# TEXT
Challenge: Unfil AI's API infrastructure was struggling with scaling issues. P95 latency had degraded to 3.2 seconds, error rates spiked to 4.7% during peak loads, and customers were experiencing rate limiting. Their monolithic architecture couldn't handle the 10x traffic growth from generative AI adoption.
Solution: Kurai rebuilt Unfil AI's API platform as a distributed event-driven system. We implemented microservices with Kubernetes, added multi-region edge caching with Cloudflare, optimized database queries with connection pooling, and built an auto-scaling pipeline that handles traffic spikes gracefully.

Results

API latency improved from 3.2s to 180ms P95...

Error rate reduced from 4.7% to 0.02%...

Infrastructure costs reduced by 65%...

Capacity increased to handle 1B+ requests/month...

API Infrastructure at Scale: Building for Billions of Requests

The Problem

Unfil AI was exploding—but their infrastructure wasn’t keeping up. The generative AI boom sent API requests skyrocketing from 50M to 500M per month. Their monolithic architecture was buckling under the load.

CTO Sarah Kim said: “We were growing 10x quarter-over-quarter, but our API latency was degrading just as fast. Customers were abandoning us for competitors with faster response times.”

The Pain Points:

P95 latency at 3.2 seconds (unusable for real-time applications)
4.7% error rate during peak hours
Frequent rate limiting angering developers
Single region deployment causing 600ms round-trips for EU/Asia customers
Database connection exhaustion during spikes

The Solution

Kurai completely reimagined Unfil AI’s infrastructure as a globally distributed, event-driven platform:

Architecture Transformation:

Before:

[Load Balancer] → [Monolithic API] → [Single DB]
                      ↓
                 [Redis Cache]

After:

[Edge Nodes] → [API Gateway] → [Microservices] → [Event Bus]
                      ↓              ↓              ↓
                 [CDN Cache]    [Read Replicas]   [Worker Queue]
                                      ↓
                                 [Write Master]

Key Components:

Microservices Split:
- Authentication service
- Embedding generation service
- Vector search service
- Rate limiting service
- Analytics service
Edge Computing:
- Cloudflare Workers in 300+ locations
- Cache 80% of read requests at edge
- DDoS protection and bot filtering
Database Optimization:
- PostgreSQL read replicas (1 master, 5 replicas)

# CHALLENGES
(a) In the API infrastructure case study above, condense the paragraph beginning "Challenge: Unfil AI's API infrastructure" into a short bulleted list that keeps its main facts.
(b) Transcribe word for word the passage of the API infrastructure case study between "Solution: Kurai rebuilt" and "4.7% to 0.02%...", inclusive.

# DATA ROWS
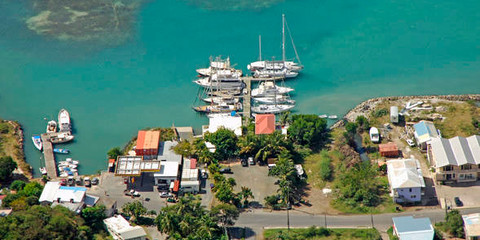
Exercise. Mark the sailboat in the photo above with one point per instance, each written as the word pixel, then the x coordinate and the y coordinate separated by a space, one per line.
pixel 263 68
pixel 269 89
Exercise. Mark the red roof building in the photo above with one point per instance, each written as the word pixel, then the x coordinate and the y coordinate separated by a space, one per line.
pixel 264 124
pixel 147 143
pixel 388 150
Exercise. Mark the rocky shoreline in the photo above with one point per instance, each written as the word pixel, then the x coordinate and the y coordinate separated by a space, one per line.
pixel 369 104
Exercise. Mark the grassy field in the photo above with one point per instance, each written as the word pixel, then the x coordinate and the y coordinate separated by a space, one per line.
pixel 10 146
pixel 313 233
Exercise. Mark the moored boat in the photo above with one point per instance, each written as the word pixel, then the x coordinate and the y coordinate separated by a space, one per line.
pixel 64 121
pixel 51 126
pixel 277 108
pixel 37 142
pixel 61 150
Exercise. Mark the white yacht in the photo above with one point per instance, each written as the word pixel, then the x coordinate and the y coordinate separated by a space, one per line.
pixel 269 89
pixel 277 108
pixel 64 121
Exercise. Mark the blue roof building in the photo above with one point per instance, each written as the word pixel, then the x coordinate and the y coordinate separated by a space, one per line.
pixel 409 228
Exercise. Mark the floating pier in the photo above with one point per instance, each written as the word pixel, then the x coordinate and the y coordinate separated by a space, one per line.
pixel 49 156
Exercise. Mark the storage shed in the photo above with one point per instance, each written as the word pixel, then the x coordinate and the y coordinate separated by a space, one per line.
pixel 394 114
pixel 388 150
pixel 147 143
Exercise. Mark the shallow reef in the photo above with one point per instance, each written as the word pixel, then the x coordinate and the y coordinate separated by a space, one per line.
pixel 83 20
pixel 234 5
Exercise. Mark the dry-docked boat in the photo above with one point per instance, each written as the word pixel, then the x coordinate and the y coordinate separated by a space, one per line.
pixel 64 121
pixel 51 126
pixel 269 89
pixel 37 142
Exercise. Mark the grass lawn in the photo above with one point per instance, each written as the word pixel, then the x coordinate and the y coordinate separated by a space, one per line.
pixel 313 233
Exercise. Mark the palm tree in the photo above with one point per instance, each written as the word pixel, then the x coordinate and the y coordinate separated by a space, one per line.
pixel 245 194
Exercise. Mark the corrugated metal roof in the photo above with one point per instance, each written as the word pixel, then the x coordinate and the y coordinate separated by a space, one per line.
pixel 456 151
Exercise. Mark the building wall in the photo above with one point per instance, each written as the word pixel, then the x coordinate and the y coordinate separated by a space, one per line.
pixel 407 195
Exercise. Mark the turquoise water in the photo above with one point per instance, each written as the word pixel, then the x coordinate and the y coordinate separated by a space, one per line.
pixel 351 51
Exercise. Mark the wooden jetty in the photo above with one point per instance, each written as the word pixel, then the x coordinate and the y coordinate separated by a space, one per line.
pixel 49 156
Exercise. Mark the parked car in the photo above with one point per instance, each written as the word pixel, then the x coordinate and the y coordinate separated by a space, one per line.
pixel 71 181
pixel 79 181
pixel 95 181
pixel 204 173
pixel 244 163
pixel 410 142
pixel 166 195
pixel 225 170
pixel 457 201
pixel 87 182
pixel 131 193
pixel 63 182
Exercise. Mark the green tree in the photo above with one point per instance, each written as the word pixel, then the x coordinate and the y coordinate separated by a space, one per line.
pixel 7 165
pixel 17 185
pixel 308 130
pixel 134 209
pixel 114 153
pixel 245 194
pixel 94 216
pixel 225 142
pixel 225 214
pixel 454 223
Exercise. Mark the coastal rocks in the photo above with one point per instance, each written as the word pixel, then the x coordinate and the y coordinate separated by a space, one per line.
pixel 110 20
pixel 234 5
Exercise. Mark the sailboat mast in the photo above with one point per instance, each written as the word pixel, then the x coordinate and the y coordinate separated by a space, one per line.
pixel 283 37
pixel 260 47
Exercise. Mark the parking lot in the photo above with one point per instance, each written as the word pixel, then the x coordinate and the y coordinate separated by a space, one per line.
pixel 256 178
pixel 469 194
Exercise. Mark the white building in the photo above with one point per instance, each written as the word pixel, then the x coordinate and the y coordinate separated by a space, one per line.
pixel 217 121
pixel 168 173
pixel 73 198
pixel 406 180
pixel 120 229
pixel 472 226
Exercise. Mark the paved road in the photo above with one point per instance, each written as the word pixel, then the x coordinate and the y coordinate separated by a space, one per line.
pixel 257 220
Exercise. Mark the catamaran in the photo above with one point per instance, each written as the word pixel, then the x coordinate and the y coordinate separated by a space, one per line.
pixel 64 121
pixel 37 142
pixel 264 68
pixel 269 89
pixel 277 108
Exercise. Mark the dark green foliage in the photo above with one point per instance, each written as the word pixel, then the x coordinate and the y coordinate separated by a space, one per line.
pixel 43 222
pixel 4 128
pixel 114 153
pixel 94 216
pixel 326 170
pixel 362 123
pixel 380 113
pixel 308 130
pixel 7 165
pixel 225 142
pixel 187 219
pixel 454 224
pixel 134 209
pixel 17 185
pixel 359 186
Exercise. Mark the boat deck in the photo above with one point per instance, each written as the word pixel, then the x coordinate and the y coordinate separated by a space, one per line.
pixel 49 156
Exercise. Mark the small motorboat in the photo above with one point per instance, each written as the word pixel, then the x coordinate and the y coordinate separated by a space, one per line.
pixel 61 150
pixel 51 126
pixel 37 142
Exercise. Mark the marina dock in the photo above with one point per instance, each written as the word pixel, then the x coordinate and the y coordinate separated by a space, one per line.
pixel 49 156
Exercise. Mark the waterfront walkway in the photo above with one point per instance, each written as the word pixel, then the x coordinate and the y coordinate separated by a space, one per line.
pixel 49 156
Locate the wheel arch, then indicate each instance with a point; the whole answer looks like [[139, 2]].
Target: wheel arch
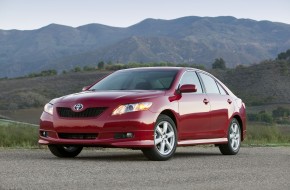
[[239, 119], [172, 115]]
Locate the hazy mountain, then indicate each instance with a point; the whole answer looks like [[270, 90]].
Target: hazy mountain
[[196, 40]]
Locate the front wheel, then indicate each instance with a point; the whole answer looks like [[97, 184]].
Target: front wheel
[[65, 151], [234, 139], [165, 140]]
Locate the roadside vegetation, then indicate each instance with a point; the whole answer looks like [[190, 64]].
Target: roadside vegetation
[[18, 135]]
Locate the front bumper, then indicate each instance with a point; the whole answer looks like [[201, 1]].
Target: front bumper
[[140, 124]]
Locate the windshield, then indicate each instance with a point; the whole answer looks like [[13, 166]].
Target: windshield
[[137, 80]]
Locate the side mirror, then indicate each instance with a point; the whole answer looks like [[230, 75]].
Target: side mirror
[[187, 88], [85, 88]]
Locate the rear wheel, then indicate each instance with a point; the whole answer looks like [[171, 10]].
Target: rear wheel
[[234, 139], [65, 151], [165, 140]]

# ANSWERS
(a)
- Unfil AI's API infrastructure had scaling problems.
- P95 latency had degraded to 3.2 seconds.
- Error rates reached 4.7% during peak loads, and customers were hitting rate limits.
- The monolithic architecture could not handle the 10x traffic growth from generative AI adoption.

(b)
Solution: Kurai rebuilt Unfil AI's API platform as a distributed event-driven system. We implemented microservices with Kubernetes, added multi-region edge caching with Cloudflare, optimized database queries with connection pooling, and built an auto-scaling pipeline that handles traffic spikes gracefully.

Results

API latency improved from 3.2s to 180ms P95...

Error rate reduced from 4.7% to 0.02%...